## Records for this exercise:

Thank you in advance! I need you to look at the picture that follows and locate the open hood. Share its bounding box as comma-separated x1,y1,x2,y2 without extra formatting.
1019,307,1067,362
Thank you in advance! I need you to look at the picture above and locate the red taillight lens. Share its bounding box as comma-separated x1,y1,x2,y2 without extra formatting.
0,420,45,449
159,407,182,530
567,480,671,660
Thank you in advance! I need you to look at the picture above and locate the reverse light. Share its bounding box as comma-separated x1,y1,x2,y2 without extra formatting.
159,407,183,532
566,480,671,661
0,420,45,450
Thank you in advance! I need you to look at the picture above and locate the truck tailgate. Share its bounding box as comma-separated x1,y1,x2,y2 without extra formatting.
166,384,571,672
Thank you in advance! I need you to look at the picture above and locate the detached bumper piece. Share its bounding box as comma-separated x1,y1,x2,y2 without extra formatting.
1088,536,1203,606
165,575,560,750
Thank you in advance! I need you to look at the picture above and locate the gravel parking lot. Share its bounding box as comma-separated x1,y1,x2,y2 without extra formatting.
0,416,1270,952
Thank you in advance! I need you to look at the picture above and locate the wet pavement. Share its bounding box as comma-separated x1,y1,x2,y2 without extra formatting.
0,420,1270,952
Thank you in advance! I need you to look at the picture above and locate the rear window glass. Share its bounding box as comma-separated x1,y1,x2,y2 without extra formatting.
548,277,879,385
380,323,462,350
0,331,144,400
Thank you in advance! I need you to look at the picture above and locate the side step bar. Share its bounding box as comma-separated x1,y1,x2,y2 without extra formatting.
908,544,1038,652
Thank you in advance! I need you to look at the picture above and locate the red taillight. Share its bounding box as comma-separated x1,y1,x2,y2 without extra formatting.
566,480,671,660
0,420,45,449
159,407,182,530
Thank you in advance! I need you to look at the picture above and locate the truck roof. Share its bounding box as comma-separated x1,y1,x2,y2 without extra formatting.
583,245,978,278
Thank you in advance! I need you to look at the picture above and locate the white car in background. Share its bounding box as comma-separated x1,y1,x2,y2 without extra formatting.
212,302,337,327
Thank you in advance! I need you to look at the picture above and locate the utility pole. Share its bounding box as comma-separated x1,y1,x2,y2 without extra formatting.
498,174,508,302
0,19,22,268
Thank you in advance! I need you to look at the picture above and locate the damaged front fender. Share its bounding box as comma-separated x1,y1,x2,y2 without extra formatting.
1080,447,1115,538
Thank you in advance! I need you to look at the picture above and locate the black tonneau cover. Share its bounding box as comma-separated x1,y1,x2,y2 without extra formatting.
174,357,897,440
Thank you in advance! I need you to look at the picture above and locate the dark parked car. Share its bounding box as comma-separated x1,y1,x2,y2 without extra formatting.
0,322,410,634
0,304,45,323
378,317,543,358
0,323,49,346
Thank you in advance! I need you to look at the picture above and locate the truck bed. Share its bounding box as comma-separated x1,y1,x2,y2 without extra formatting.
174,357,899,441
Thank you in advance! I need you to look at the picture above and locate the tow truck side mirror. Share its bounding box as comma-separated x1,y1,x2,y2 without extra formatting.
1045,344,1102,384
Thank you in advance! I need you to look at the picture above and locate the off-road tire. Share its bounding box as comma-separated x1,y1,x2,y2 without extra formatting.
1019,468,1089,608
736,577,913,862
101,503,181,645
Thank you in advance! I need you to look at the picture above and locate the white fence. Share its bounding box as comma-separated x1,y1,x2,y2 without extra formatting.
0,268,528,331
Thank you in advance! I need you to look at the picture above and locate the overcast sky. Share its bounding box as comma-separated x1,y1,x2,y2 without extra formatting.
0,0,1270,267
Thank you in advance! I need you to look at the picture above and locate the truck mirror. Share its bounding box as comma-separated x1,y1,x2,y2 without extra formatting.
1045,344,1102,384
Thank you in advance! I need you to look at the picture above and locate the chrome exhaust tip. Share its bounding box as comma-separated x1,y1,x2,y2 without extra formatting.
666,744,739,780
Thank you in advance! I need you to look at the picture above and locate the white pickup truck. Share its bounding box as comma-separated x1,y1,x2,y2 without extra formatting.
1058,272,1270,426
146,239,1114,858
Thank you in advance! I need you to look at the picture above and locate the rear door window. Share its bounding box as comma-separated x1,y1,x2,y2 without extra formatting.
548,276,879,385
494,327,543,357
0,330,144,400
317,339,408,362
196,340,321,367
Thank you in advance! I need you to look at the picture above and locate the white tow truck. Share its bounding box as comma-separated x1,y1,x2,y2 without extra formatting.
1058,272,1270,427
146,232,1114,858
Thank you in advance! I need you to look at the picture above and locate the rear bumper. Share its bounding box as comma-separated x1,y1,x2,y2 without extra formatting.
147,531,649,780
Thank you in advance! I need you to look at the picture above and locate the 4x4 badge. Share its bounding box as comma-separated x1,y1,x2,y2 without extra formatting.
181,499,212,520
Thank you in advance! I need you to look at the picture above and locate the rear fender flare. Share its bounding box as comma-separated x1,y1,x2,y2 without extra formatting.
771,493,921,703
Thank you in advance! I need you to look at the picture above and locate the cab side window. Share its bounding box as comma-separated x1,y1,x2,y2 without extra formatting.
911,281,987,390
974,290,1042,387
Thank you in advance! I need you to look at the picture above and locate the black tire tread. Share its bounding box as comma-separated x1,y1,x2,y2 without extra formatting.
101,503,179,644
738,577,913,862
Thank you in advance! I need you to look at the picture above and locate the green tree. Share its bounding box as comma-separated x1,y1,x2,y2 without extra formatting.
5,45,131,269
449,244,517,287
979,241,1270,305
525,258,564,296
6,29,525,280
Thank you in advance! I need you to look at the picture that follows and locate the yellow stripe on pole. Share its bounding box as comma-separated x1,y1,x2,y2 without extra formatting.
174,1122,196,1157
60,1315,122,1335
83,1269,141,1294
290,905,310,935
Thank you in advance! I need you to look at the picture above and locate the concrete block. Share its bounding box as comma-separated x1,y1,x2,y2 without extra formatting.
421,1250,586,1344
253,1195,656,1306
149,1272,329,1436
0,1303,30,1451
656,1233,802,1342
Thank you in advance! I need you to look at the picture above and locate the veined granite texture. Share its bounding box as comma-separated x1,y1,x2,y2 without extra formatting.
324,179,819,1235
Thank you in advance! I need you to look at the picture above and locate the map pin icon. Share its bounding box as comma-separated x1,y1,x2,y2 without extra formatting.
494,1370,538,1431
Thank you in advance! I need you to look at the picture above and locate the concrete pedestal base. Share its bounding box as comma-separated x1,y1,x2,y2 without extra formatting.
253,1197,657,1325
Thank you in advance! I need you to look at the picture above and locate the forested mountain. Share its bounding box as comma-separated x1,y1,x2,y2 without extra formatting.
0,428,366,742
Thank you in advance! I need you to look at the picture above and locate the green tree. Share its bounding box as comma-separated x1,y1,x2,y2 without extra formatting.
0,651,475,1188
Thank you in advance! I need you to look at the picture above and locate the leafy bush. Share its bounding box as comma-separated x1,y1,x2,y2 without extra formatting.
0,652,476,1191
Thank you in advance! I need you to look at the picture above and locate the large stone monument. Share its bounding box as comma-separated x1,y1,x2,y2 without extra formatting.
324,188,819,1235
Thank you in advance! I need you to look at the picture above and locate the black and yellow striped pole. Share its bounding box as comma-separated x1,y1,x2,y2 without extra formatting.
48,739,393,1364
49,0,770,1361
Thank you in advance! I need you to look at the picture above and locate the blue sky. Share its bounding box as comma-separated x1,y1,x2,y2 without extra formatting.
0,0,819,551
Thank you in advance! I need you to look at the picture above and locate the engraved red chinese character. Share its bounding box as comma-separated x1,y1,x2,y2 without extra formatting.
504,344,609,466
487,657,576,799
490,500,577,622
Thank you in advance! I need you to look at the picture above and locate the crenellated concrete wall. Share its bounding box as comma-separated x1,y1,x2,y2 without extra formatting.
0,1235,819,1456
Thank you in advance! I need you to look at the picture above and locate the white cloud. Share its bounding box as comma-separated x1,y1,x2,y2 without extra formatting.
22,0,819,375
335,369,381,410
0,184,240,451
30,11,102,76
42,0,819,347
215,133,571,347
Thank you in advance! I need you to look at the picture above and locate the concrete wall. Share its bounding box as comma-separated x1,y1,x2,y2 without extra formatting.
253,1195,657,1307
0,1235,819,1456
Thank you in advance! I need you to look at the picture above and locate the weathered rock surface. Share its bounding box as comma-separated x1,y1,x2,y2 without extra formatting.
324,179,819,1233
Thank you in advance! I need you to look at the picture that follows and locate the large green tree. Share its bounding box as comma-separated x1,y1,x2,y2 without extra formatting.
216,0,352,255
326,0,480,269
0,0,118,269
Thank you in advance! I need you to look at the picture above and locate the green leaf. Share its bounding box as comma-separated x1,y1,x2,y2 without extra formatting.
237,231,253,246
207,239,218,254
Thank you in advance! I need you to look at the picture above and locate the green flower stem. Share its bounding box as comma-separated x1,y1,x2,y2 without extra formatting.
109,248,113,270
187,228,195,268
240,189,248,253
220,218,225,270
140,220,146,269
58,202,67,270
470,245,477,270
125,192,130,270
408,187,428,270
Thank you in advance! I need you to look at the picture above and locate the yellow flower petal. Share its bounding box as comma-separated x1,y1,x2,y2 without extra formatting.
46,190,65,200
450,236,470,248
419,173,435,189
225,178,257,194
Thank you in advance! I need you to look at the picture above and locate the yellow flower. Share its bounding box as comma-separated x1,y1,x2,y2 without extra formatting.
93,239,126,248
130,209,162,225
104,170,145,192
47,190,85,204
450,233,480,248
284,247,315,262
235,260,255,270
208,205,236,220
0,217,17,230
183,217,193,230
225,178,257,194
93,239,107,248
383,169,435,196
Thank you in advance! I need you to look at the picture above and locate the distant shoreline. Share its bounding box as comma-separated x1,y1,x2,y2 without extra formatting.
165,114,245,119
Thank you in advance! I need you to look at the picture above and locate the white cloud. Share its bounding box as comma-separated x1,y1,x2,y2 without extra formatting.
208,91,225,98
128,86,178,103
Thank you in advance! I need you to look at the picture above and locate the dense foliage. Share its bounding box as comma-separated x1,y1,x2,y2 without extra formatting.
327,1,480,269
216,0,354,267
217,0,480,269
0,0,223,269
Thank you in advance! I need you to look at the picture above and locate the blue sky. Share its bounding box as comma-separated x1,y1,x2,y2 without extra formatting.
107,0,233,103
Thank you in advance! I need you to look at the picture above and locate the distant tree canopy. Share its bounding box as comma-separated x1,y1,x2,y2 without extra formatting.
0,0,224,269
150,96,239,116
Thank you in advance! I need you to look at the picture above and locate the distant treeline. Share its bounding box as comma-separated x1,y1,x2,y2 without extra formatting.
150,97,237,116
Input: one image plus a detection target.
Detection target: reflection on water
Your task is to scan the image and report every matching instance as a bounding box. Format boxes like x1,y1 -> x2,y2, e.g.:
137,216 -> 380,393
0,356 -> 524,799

## Stated problem:
Scale part of the data above: start at the line that has "red taillight lens." and stop after the line that has "0,331,144,400". Write out only those lines again, requests included, with every box coordinate in the answers multiplied by 1.5 and rounded to a whole number, halves rounding up.

## Written response:
Thank you in advance! I need you to look at the picture above and locate the red taillight lens. Share its bounding box as comma-separated x1,y1,x2,y2 without extra formatting.
0,630,68,674
239,611,273,795
851,720,1007,990
Thank you in advance! I need you to look at the picture above and locate the reverse light. Share its bounding box as comma-separated x1,y1,x2,y2 without extra formatting.
239,611,275,798
849,720,1007,992
0,630,68,675
Thank you in advance! I need you to look at the picture above and locate the truck tailgate. Share its bounding box as comma-separated x1,y1,x2,y2 without extra formatting.
249,576,857,1008
Thank you in advance! I need you to look at the picture above and locate the detached bumper piece. Share its bounding box as comma-separated x1,y1,x2,y2 without extra formatting.
1632,804,1805,909
248,863,840,1125
Thank you in advance! I need you to look at the picture above and locate the gravel parking lot. Share its bounding box as comma-separated x1,y1,x2,y2 without extra formatting.
0,624,1905,1428
Thank you in advance! I need you to look at the picture above and locate the wet pavement. Share its bounding box as comma-separated x1,y1,x2,y2 without extra formatting.
0,630,1905,1428
Thank you in advance! I need you to look at the picture above and locate the rear window glass. Share its bounding box as comma-separated x1,y1,x2,y2 without extra formatting.
822,416,1319,578
570,485,693,525
0,497,216,600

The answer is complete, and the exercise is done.